Text shown>
# Black/White/Orange wire...what to do with orange



## Wingingit (Feb 22, 2009)

Painters removed old wall mounted outdoor light fixture. i am replacing with a new one. In the box, I have black, white, and orange wire. Inside the house I have a timer switch that was working perfectly before the removal of old fixture. I know the black and white wires are matched against the NEW fixture, Does the Orange wire wrap with the black???

I have a total of three of these boxes on outdoor wall separated about 25 feet apart. Suggestions? Thanks


----------



## dSilanskas (Mar 23, 2008)

Are you sure its not a black, white and a red? Take the switch.timer apart inside and see what you have going on there. You should have a bare copper wire for a ground if it is a newer wire.


----------



## adpanko (Jun 18, 2009)

When was your house built? Is there also a bare copper or green sheathed wire in there too? Do you know if your house has BX cable (the cable is sheathed in metal, instead of rubber or plastic) Do all of the wires in the box come in as part of the same cable?


----------



## kbsparky (Sep 11, 2008)

Does the new fixture have a motion sensor or photocell built-in?

Or is there a dual rating (120/277 Volts)?


----------



## Wingingit (Feb 22, 2009)

Information provided>

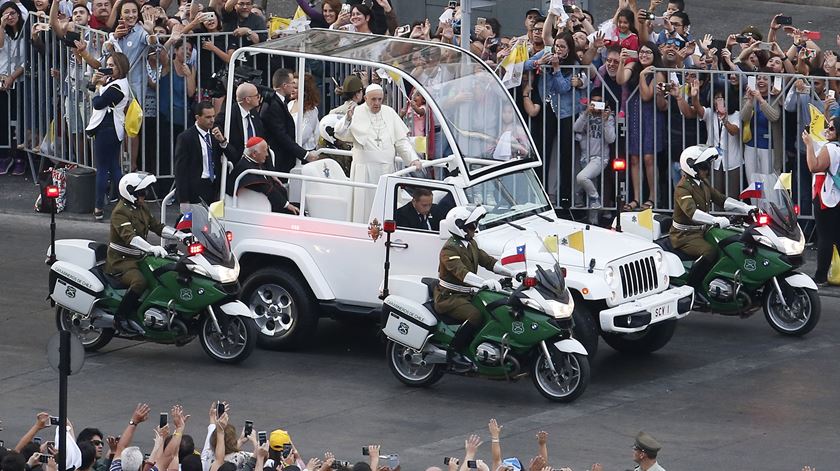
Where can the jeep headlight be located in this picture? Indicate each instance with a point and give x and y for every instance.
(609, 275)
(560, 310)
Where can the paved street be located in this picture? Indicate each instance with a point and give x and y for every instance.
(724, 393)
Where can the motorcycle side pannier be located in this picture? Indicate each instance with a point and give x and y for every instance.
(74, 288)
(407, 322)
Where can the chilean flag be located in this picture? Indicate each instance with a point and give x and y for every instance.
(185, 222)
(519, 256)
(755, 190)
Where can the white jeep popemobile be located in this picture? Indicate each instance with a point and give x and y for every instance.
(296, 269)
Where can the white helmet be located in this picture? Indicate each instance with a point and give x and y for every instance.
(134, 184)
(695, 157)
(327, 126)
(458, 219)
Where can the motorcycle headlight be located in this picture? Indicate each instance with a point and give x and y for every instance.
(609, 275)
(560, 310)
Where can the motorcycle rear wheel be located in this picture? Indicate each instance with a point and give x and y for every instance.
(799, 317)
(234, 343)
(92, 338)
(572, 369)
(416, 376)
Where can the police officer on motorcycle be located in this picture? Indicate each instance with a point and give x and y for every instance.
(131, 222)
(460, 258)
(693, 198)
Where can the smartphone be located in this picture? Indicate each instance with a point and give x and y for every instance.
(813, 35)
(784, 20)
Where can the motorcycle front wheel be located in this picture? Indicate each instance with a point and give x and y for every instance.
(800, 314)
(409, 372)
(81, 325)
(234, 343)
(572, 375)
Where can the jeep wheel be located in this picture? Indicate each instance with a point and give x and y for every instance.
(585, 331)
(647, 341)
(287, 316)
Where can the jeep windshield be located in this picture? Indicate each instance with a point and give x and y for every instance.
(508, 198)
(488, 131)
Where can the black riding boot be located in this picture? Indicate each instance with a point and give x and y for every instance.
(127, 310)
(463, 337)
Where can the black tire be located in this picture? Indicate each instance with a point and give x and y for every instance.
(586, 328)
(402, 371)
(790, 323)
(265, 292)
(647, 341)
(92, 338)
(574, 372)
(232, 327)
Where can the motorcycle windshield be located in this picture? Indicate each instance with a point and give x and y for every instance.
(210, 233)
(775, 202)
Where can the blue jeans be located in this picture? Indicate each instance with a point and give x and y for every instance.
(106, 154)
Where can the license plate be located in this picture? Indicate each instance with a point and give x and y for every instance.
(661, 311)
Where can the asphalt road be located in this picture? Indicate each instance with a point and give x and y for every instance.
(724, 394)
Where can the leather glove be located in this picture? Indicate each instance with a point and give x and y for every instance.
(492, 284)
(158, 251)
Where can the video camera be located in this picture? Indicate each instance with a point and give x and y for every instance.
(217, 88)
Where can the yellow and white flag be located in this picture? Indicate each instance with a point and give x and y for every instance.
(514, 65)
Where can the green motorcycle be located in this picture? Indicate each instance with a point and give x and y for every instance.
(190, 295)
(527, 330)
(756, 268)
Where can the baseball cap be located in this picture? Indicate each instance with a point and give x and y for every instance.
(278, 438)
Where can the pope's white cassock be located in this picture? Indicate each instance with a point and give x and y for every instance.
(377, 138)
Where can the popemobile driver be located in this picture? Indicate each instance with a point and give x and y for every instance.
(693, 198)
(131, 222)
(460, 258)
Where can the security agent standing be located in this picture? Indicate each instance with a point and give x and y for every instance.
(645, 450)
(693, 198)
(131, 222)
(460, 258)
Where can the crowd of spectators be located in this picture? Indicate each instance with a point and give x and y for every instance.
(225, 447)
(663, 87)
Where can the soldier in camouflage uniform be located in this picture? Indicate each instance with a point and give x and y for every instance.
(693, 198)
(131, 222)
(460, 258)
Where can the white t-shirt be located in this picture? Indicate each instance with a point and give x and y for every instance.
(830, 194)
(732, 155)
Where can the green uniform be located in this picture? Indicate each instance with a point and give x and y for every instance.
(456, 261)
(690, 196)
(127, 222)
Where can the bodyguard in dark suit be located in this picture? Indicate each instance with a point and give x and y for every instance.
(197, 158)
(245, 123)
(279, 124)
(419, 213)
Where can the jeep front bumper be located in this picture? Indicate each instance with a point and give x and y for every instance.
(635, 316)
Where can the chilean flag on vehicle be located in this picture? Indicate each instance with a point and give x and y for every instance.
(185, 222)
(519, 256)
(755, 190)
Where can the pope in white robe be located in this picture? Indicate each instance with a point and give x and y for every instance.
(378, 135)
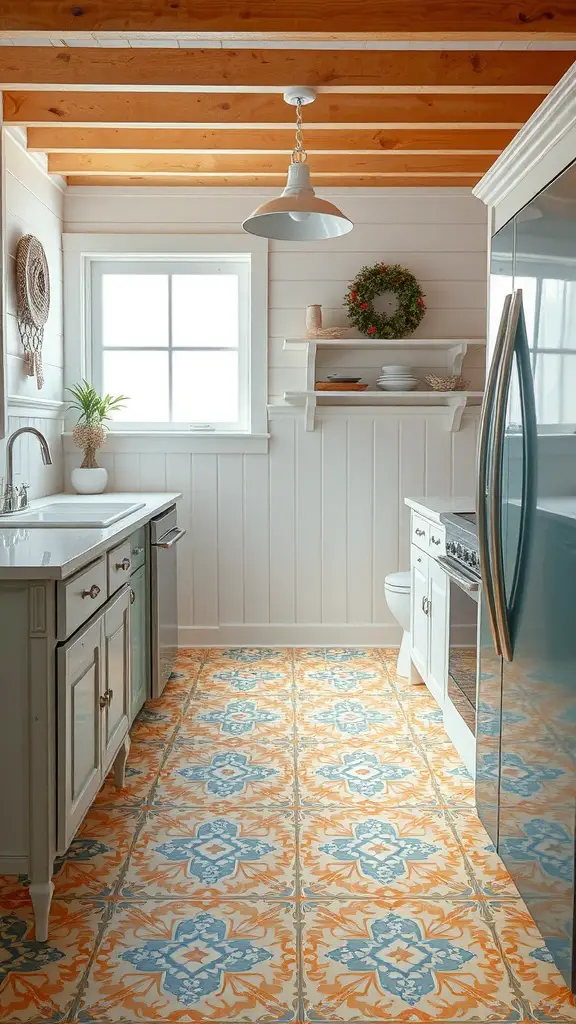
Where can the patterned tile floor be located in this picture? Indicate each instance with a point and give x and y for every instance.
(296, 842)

...

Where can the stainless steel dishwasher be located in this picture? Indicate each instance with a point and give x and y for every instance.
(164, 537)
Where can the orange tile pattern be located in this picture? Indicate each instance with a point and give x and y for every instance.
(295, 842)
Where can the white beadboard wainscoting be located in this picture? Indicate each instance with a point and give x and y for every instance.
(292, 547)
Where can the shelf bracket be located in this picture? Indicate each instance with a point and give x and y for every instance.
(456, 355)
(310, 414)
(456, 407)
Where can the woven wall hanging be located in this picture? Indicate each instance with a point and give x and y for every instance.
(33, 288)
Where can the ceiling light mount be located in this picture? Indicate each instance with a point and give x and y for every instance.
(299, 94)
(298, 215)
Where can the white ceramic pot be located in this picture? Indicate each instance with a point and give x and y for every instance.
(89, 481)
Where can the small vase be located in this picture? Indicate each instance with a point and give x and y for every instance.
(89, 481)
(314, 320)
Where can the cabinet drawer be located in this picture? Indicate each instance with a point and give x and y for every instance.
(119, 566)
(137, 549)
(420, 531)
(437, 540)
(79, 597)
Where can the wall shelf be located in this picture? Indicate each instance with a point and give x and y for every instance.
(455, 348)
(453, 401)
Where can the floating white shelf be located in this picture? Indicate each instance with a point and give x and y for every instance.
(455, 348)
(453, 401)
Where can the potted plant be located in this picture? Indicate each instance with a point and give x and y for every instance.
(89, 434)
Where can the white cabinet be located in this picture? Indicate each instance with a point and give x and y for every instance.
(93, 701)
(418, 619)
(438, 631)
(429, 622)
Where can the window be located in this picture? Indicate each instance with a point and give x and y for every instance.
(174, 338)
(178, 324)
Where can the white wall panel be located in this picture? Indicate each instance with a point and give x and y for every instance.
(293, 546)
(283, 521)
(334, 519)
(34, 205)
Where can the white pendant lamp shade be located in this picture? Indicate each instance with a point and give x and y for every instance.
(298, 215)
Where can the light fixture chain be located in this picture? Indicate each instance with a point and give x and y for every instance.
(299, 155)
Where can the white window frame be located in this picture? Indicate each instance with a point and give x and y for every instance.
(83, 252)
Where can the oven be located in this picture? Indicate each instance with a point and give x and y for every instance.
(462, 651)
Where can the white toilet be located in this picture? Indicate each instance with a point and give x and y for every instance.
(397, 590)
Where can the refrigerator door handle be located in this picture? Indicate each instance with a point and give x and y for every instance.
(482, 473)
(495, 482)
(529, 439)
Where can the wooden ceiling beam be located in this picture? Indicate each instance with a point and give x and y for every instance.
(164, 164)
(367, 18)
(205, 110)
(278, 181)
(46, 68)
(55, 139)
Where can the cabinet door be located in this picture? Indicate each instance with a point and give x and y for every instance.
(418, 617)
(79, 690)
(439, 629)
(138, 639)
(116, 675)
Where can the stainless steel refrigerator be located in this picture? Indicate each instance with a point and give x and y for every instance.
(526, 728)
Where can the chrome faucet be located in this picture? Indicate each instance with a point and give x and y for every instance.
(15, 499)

==

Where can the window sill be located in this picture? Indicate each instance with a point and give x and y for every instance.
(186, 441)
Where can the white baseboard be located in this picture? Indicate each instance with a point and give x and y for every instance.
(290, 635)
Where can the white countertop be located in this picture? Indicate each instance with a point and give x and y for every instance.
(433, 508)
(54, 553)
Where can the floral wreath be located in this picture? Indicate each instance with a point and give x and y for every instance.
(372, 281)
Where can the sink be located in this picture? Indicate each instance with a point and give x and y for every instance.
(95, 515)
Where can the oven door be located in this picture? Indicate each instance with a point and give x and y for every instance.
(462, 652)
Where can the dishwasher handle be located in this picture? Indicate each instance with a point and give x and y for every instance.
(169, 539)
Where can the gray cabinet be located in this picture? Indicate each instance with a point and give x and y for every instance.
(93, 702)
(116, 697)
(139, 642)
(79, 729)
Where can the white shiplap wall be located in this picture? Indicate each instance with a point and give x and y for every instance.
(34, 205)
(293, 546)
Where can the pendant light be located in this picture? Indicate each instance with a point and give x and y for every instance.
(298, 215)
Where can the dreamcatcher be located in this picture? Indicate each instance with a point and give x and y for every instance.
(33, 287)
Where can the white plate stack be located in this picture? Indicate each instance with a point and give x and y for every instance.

Required task> Revise the part of the orange wire thread that opens with the words containing "When was your" and closes with "rating (120/277 Volts)?", changing "motion sensor" to "occupancy sensor". The listing comes from a separate source.

Completed exercise>
When was your house built? Is there also a bare copper or green sheathed wire in there too? Do you know if your house has BX cable (the cable is sheathed in metal, instead of rubber or plastic) Do all of the wires in the box come in as part of the same cable?


----------



## kbsparky (Sep 11, 2008)

Does the new fixture have a occupancy sensor or photocell built-in?

Or is there a dual rating (120/277 Volts)?